## begin Document excerpt
Worse, it absolved Hasan — before the real evidence was in — of his responsibility. He didn’t have the choice to be lonely or unhappy. But he did have a choice over what story to build out of those circumstances. And evidence is now mounting to suggest he chose the extremist War on Islam narrative that so often leads to murderous results. The conversation in the first few days after the massacre was well intentioned, but it suggested a willful flight from reality. It ignored the fact that the war narrative of the struggle against Islam is the central feature of American foreign policy. It ignored the fact that this narrative can be embraced by a self-radicalizing individual in the U.S. as much as by groups in Tehran, Gaza or Kandahar. It denied, before the evidence was in, the possibility of evil. It sought to reduce a heinous act to social maladjustment. It wasn’t the reaction of a morally or politically serious nation.
## end Document excerpt
→ **Set exercise**
In the commentary on Hasan above:
(a) What did Hasan have a choice over?
(b) What three places are named as locations of groups that embrace the narrative?
(c) To what did the early conversation seek to reduce a heinous act?
## begin Dataset
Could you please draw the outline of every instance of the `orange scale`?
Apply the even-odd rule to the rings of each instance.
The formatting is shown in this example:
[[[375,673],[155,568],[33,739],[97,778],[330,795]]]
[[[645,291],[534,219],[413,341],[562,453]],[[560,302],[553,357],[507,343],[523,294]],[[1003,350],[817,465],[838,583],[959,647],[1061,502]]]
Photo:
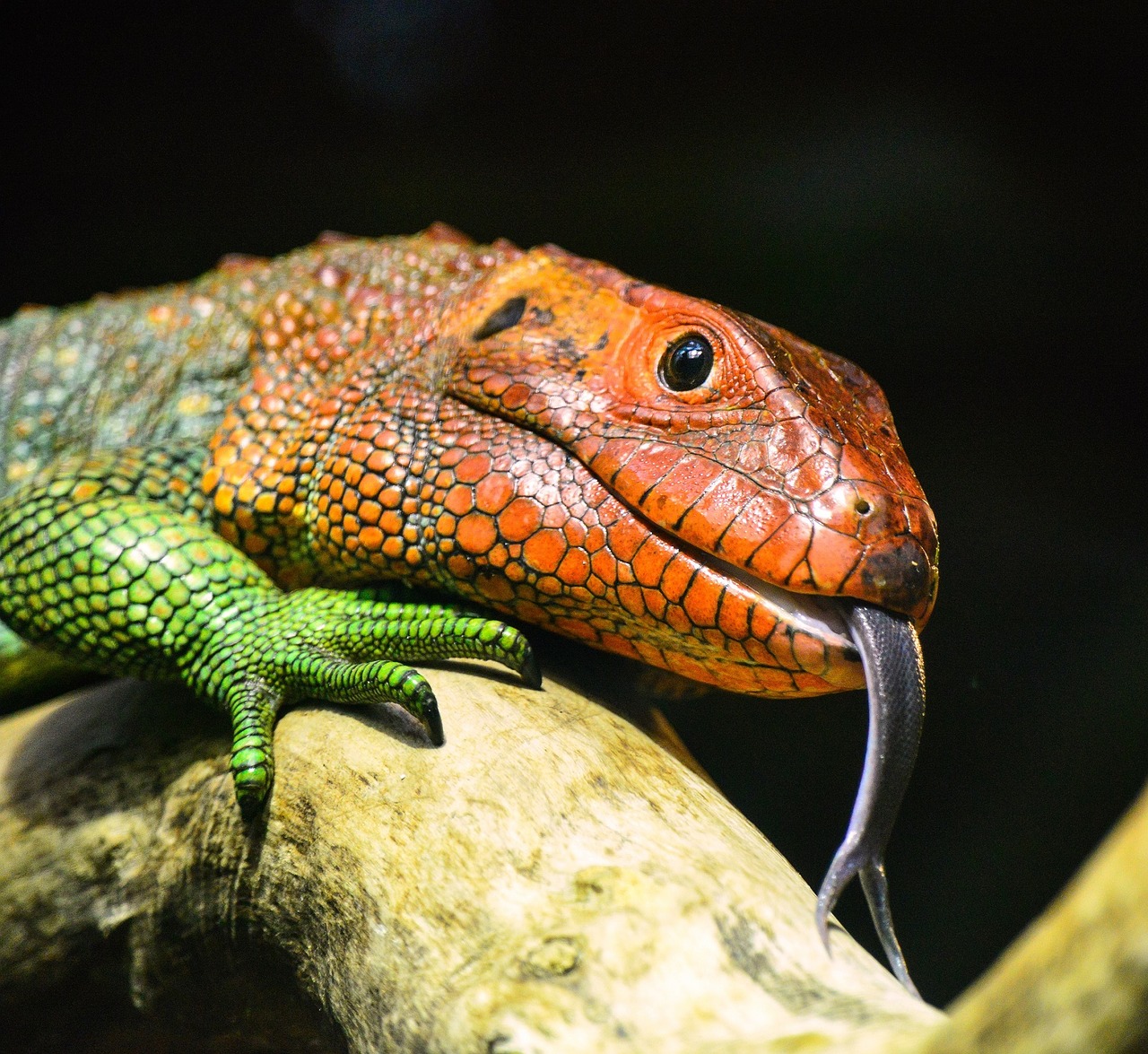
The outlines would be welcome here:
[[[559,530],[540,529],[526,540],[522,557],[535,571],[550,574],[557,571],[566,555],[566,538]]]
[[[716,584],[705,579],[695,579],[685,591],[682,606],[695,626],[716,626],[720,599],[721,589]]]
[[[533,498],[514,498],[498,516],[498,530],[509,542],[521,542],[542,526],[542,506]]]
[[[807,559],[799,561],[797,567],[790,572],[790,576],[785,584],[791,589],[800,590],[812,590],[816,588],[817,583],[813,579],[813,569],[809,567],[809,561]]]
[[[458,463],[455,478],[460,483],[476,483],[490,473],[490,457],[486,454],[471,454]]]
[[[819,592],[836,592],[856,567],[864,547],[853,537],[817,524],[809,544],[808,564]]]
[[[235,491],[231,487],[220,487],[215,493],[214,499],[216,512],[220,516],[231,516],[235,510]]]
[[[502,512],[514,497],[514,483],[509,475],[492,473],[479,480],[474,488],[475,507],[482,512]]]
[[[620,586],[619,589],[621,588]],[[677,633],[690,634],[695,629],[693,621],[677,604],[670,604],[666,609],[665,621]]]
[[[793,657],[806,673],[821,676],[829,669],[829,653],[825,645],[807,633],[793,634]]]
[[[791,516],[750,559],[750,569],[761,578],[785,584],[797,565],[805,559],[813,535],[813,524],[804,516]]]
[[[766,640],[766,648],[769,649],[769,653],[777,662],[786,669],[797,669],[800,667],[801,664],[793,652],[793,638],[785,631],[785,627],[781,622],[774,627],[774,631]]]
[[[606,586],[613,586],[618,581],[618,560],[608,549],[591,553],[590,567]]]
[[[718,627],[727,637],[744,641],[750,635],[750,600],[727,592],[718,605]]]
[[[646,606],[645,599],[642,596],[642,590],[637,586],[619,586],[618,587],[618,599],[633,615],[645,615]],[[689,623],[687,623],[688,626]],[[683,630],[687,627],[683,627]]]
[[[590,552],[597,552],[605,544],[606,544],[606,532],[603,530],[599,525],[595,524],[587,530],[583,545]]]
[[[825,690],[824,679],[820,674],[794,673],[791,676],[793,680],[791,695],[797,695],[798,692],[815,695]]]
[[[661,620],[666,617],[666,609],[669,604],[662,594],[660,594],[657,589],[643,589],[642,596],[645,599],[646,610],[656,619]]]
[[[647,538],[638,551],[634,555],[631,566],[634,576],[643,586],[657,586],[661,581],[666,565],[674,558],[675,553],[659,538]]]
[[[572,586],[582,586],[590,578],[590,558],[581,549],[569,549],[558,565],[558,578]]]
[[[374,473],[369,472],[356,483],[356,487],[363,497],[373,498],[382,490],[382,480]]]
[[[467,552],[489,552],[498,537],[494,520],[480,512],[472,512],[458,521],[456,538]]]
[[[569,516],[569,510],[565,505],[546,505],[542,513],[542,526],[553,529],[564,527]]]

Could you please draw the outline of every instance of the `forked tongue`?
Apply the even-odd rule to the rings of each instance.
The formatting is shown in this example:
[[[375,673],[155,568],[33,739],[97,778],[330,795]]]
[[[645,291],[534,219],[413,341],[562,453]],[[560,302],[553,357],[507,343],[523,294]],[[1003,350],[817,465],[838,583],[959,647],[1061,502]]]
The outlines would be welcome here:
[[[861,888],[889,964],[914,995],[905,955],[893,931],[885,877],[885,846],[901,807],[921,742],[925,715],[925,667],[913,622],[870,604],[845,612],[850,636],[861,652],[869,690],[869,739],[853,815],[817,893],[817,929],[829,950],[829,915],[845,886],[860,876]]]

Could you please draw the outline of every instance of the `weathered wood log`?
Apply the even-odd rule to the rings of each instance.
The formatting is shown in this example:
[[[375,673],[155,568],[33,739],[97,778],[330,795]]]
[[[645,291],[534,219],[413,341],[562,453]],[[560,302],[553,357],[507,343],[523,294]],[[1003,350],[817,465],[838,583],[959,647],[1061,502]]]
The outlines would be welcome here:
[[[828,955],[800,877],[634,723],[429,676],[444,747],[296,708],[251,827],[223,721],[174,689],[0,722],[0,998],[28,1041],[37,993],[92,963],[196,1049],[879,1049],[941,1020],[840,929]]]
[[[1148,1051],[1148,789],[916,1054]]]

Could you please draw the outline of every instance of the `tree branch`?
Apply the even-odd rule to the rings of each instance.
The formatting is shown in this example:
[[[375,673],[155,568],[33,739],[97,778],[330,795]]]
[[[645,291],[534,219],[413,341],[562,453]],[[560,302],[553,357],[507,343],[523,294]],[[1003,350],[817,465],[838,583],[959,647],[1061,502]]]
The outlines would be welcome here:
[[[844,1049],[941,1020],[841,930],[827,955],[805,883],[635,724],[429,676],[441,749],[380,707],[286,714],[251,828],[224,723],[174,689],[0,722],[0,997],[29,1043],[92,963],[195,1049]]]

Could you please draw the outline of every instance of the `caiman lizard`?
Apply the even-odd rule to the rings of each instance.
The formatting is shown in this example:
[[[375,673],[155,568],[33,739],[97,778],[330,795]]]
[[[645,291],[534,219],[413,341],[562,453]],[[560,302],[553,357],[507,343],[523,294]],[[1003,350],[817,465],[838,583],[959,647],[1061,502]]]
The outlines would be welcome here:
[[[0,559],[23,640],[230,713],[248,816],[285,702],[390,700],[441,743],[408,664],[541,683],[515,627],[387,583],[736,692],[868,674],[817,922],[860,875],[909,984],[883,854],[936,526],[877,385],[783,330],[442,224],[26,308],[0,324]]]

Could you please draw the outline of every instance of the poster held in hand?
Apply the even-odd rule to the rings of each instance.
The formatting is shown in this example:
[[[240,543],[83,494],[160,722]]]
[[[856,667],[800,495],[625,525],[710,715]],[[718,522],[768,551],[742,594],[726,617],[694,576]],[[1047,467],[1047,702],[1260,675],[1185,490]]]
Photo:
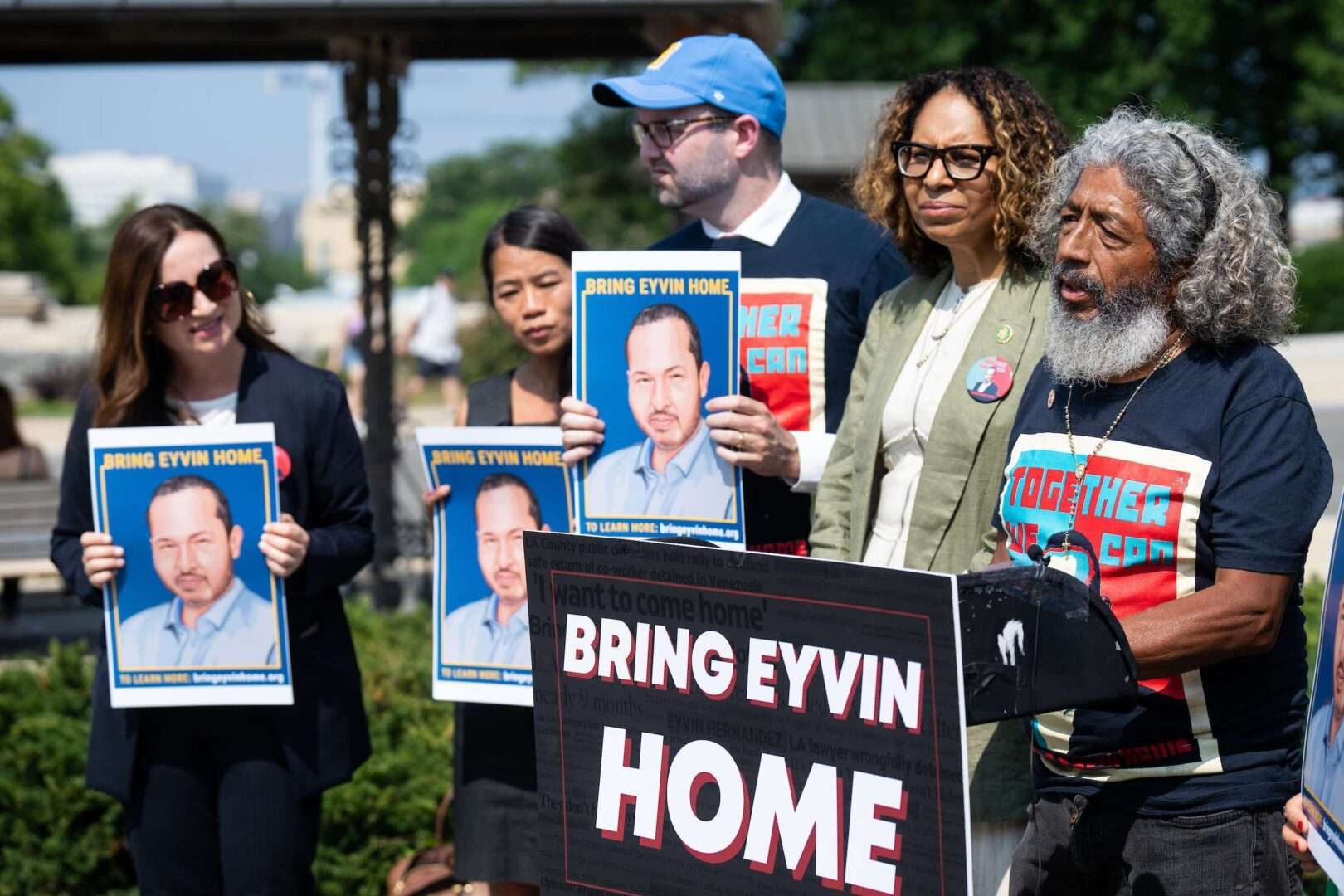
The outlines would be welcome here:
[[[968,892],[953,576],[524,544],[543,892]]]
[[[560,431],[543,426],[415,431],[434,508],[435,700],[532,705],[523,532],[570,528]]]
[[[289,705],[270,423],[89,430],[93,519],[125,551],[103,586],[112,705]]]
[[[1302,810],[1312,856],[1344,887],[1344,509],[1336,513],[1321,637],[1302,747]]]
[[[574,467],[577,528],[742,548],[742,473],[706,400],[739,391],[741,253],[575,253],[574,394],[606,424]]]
## end Dataset
→ **Finished task**
(a) What story to build out of his circumstances
(b) Tehran, Gaza and Kandahar
(c) Social maladjustment